Exercise objective:
Starting at the line that holds "[locate] the snow-covered pine", copy every line exactly through the end of the data, and no others.

[Saved entries]
◇ ◇ ◇

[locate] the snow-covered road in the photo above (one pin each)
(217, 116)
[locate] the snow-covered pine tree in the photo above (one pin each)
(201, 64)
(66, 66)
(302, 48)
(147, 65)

◇ ◇ ◇

Solution to this problem:
[locate] the snow-covered pine tree in the photo above (one pin each)
(201, 64)
(66, 66)
(302, 48)
(147, 65)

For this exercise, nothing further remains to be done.